◆ Verifique a compreensão
[a] No texto sobre a NRA, reescreva o trecho que começa nas palavras com "Quando a Associação" e termina em "imaginava – e viralizou.", trocando "médicos" por "profissionais de saúde".
[b] Dê a continuação do texto sobre a reação dos médicos à NRA a partir do ponto em que ele termina.

◆ Texto do exercício
──────

Quando a Associação Nacional de Rifles (NRA, na sigla em inglês), poderoso grupo pró-armas dos EUA, disse aos médicos para "não se meterem onde não eram chamados", a reação veio mais rápida do que se imaginava – e viralizou.

"A menos que você tenha o coração de alguém parando de bater em suas mãos, você não tem o direito de dizer no que podemos ou não podemos nos meter", diz à BBC o cirurgião David Morris, de 42 anos.

O tuíte da Associação Nacional de Rifles causou uma onda de protesto nas redes sociais.

A postagem ocorreu horas antes de um atirador matar 12 pessoas em um bar na Califórnia.

"Alguém deve dizer aos médicos cheios de presunção que são contra as armas para não se meterem onde não são chamados", tuitou a NRA.

Os médicos responderam nas redes sociais com histórias pessoais e fotos cobertos de sangue, compartilhadas centenas de milhares de vezes, alimentando outro debate sobre a realidade da violência por armas de fogo nos Estados Unidos.

Morris foi um dos que usaram o Twitter para reagir à declaração da NRA.

──────

◆ Dados armazenados

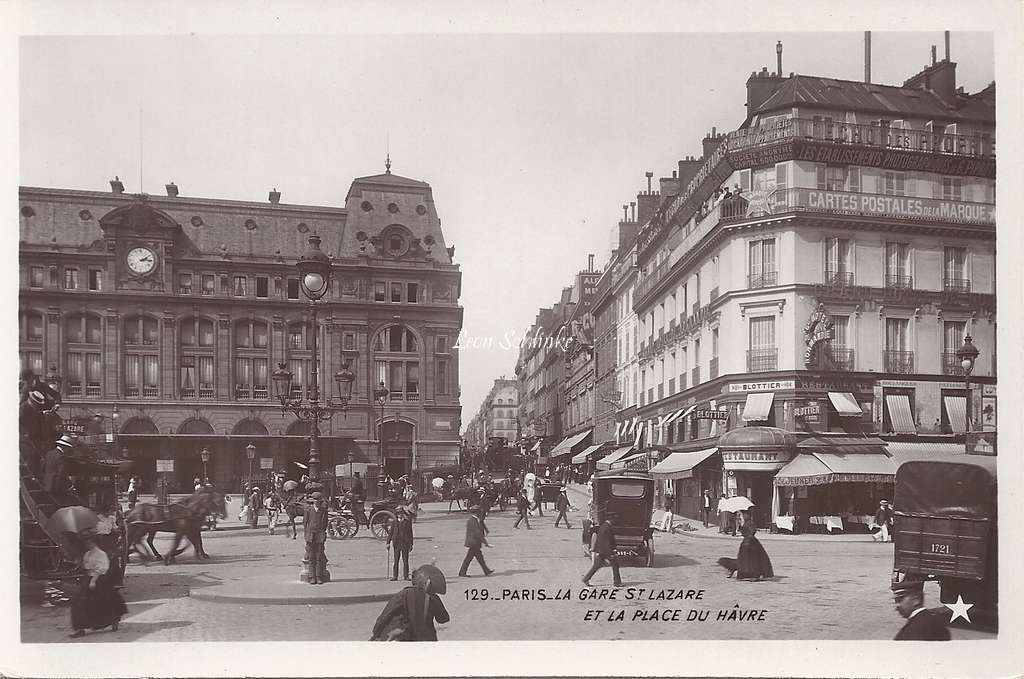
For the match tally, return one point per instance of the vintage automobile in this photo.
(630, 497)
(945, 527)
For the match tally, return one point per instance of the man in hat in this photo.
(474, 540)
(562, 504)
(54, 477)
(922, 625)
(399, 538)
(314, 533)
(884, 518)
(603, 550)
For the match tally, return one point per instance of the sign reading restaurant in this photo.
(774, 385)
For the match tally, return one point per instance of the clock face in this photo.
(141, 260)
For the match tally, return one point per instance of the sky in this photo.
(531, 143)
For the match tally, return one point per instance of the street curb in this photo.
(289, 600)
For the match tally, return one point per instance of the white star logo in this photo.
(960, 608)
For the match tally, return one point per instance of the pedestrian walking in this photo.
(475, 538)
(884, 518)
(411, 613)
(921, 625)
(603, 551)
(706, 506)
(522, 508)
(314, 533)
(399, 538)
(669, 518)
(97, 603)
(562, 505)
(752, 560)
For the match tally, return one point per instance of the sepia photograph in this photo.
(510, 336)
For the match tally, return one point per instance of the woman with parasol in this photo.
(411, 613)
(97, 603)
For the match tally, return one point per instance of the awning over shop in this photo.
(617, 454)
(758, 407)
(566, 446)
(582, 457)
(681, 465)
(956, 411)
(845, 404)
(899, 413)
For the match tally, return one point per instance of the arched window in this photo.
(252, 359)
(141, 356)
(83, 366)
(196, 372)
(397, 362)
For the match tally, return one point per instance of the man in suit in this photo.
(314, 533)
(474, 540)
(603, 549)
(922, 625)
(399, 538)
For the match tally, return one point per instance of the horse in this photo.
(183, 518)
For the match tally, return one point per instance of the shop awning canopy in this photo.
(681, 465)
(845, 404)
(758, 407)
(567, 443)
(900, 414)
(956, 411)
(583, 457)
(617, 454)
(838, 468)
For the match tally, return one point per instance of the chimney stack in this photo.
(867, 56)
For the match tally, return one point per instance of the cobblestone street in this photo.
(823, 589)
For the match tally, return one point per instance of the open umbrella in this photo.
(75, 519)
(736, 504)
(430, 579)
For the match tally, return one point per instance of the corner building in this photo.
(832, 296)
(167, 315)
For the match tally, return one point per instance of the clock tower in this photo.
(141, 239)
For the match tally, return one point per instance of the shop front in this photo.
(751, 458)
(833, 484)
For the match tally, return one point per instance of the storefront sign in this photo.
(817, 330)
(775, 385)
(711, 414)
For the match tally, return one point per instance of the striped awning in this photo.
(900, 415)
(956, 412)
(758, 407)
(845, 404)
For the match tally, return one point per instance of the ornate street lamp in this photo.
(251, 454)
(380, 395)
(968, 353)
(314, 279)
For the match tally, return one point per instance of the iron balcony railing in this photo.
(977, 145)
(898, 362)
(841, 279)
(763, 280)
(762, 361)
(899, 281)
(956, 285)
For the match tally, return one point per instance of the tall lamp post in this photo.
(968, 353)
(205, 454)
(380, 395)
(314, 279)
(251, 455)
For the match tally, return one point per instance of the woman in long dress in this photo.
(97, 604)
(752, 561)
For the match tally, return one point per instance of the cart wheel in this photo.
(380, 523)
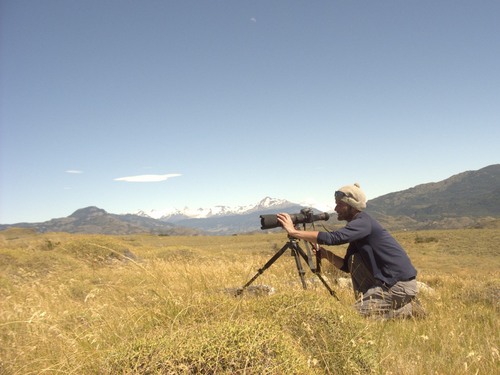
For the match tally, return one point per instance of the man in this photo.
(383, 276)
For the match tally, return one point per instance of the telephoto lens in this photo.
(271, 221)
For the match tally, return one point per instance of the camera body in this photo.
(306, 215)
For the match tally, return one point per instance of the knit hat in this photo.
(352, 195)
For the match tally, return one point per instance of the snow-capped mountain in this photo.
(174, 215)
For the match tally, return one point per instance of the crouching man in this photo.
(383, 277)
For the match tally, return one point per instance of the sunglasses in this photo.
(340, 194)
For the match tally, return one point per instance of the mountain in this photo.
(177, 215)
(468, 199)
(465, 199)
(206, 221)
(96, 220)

──────

◆ Respostas dos exercícios
[a]
Quando a Associação Nacional de Rifles (NRA, na sigla em inglês), poderoso grupo pró-armas dos EUA, disse aos profissionais de saúde para "não se meterem onde não eram chamados", a reação veio mais rápida do que se imaginava – e viralizou.

[b]
"As pessoas precisam ver a realidade que enfrentamos. Muitas vezes, ficamos presos nos mesmos velhos argumentos filosóficos sobre violência por armas de fogo", salienta Morris, que mora no Estado americano do Utah.

Estatísticas indicam que, por causa das armas de fogo, 8,3 mil crianças são hospitalizadas todos os anos nos EUA.

O número de mortes violentas por armas no país já é maior do que no Oriente Médio.

Pra Morris, sua foto com a roupa ensanguentada revela, em sua opinião, "as incontáveis vezes que isso aconteceu comigo e com outras pessoas que trabalham na emergência de um hospital".

Médicos como ele não são contra as armas ou contra a NRA, acrescenta.

"Somos contra a violência. A violência é um problema real; as armas são apenas um vetor. O que queremos é a oportunidade de estudar o problema e aplicar a metodologia científica para melhorar as coisas", explica.

O estudo sobre a violência por armas de fogo é um assunto de saúde pública, que está no centro de um conflito de longa duração entre os profissionais de saúde e a NRA.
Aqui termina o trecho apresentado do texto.